- **What this task involves**
If an entry holds a picture, drop the picture but restate the entry word for word.

Point localization data:
+++
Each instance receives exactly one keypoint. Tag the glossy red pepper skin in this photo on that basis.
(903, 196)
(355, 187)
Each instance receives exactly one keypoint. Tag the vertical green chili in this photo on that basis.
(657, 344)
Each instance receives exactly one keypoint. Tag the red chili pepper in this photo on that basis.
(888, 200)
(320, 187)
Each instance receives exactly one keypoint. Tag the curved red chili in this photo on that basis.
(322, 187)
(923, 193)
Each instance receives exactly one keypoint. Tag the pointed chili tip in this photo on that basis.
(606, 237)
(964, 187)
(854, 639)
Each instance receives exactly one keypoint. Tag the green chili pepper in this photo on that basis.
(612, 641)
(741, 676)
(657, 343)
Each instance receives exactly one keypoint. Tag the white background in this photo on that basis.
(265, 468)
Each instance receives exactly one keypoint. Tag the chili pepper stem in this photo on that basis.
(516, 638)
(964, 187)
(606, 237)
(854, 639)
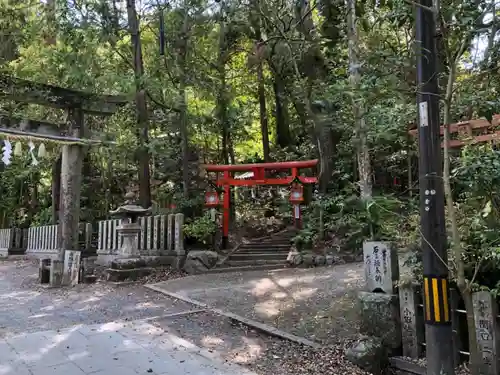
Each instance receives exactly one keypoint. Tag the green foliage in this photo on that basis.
(351, 221)
(202, 229)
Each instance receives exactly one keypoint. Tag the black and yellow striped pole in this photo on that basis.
(439, 348)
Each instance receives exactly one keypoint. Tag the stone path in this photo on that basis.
(25, 306)
(116, 348)
(318, 303)
(93, 329)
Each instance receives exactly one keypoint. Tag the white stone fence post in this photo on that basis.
(43, 241)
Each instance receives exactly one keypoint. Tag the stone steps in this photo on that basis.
(224, 268)
(263, 253)
(263, 256)
(264, 246)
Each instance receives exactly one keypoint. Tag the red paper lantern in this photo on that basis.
(297, 194)
(211, 199)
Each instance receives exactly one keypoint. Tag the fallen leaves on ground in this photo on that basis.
(295, 359)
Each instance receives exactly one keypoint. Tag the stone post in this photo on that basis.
(180, 253)
(487, 332)
(129, 233)
(409, 321)
(71, 181)
(381, 266)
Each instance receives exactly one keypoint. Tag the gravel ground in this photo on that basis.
(26, 306)
(318, 304)
(262, 354)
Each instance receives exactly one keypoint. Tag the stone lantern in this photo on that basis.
(128, 264)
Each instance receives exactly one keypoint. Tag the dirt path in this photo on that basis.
(318, 304)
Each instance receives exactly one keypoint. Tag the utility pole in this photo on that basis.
(437, 315)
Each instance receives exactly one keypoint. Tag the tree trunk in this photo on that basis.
(222, 92)
(183, 104)
(141, 107)
(263, 113)
(261, 91)
(458, 251)
(283, 137)
(360, 131)
(56, 189)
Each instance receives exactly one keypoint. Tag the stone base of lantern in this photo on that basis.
(127, 269)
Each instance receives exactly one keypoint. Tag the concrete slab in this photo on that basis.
(121, 348)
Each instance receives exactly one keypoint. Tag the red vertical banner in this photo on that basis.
(226, 204)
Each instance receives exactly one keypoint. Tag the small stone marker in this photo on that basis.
(381, 266)
(485, 312)
(409, 329)
(180, 254)
(178, 237)
(170, 232)
(71, 267)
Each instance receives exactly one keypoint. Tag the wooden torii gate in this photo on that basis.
(259, 178)
(471, 131)
(73, 137)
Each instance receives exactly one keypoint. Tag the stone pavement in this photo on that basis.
(116, 348)
(25, 306)
(317, 303)
(93, 329)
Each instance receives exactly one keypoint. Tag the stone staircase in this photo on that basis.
(262, 253)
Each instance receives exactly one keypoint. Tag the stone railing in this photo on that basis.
(6, 240)
(42, 240)
(160, 235)
(13, 241)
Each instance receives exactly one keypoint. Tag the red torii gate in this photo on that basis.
(259, 178)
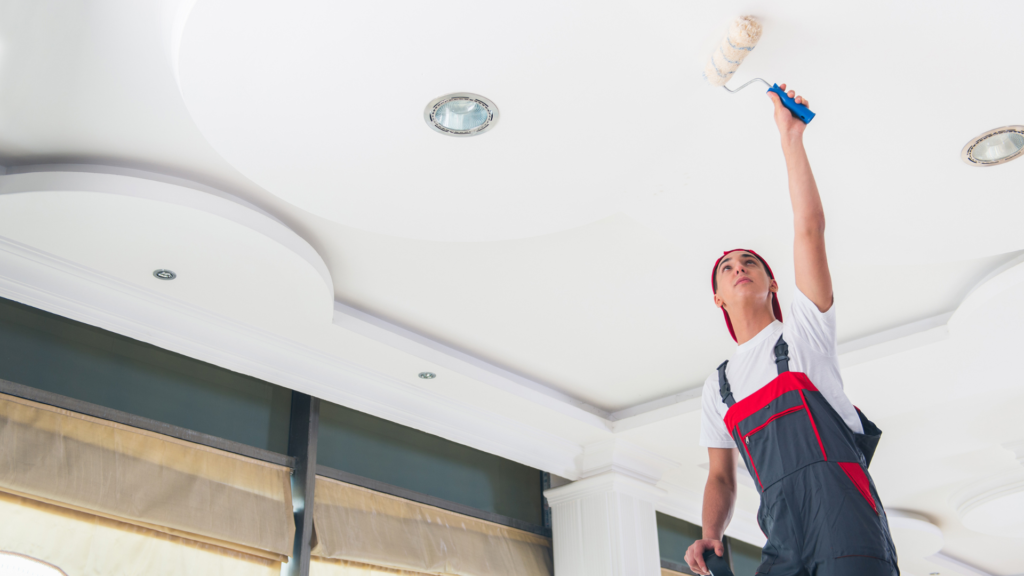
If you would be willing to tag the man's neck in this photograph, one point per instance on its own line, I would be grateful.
(750, 324)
+++
- **Answer to this task**
Each instance receives exactly one keypoint. Tag the glossy red pepper skin in this photo on that basis.
(903, 196)
(355, 187)
Each instance receives exactly one keypoint. Tag the vertical green chili in this photo on that basis.
(657, 344)
Each instance receives exactly one keypoint. Tag the red chili pepper in this photo on that basis.
(888, 200)
(320, 187)
Each instance receives exactly one keypoint. Tag the curved red chili in this photo on that basis.
(322, 187)
(923, 193)
Each instance receives exactly one keypoint. Tag the pointed chili tip in this photo on that basis.
(606, 237)
(964, 187)
(854, 639)
Each instance receives exactly one keypoint. Tag the green chili pepper in this photo on that basis.
(612, 641)
(741, 676)
(657, 343)
Each instance receives exactly one keypoint. Tag the white background in this photo on that basis.
(265, 468)
Each instance receives exactly one keypoint. Tag the chili pepper stem in this photo on that basis.
(516, 638)
(964, 187)
(606, 237)
(854, 639)
Each instance receives exactly one keypoint. Tag the green foliage in this photo on that basis.
(351, 221)
(202, 229)
Each instance receives exactly one keypoint. Tag the black and yellow striped pole in this photo on that basis.
(439, 348)
Each instance receives exactly one keypoint. Tag the stone path in this photo on that basis.
(25, 306)
(116, 348)
(318, 303)
(93, 329)
Each instance receives exactly one keypoint. Tag the white stone fence post in this photo on that basis.
(43, 241)
Each instance receives exactly one keypoint. Tag the stone steps in this photo on that basis.
(224, 268)
(263, 253)
(263, 256)
(264, 246)
Each instance receives exactly one keypoint. Tag the red paper lantern in this photo on that basis.
(297, 194)
(211, 199)
Each instance receives exactly one keypoint. Tag the fallen leaves on ground in this photo on that basis.
(295, 359)
Each instance receives exactly one keypoint. Tag the stone post in this photo on that basis.
(180, 253)
(487, 332)
(129, 233)
(409, 321)
(71, 181)
(381, 266)
Each instance receives exactly one keypoint. Tag the gravel ground in this photo on that basis.
(26, 306)
(318, 304)
(262, 354)
Each instance receives exactly one keypoint. Tag the stone lantern in this photo on that basis.
(128, 264)
Each instance receives exactly one keypoint. Tag the dirt path in this photo on that basis.
(318, 304)
Each instance receives exactly one keypoint. Tag the utility pole in this photo on that basis.
(437, 315)
Each instance receives exactly one keypoint. Tag the tree trunk in this photo on that basis.
(222, 92)
(183, 104)
(141, 107)
(263, 113)
(261, 91)
(458, 251)
(283, 137)
(360, 131)
(56, 189)
Each instance receives exactly one keypoint. Tag the stone base of lantern in this photo on that basis.
(127, 269)
Each instance receives exactly one keypoint. Tag the concrete slab in this photo on that basis.
(121, 348)
Each instance receives exactly one keypoint. Tag the red vertical banner in this photo on that basis.
(226, 204)
Each instance receives exactly one keypoint. Tag the small stone marker in this photo on that basis.
(381, 266)
(485, 312)
(409, 329)
(180, 254)
(178, 237)
(170, 232)
(71, 267)
Each instance receives exactly one keypoint. Tag the wooden torii gate in this photo on that basis.
(259, 178)
(471, 131)
(73, 137)
Each instance receives exactly one keypoint. Tag the stone pavement in this photo on that basis.
(116, 348)
(25, 306)
(317, 303)
(93, 329)
Each instance receives exactly one keypoint. Tag the stone staircase in this photo on that basis.
(262, 253)
Each instance receives exactly one keypoint. Tag the stone railing in this photo on that basis.
(6, 240)
(42, 240)
(160, 235)
(13, 241)
Each instance receives exactly one keypoint. Tag the red torii gate in this photo on that basis.
(259, 178)
If you would be willing to tag the man's neck in this photograph, one point per instance on its own line, I would be grateful.
(750, 324)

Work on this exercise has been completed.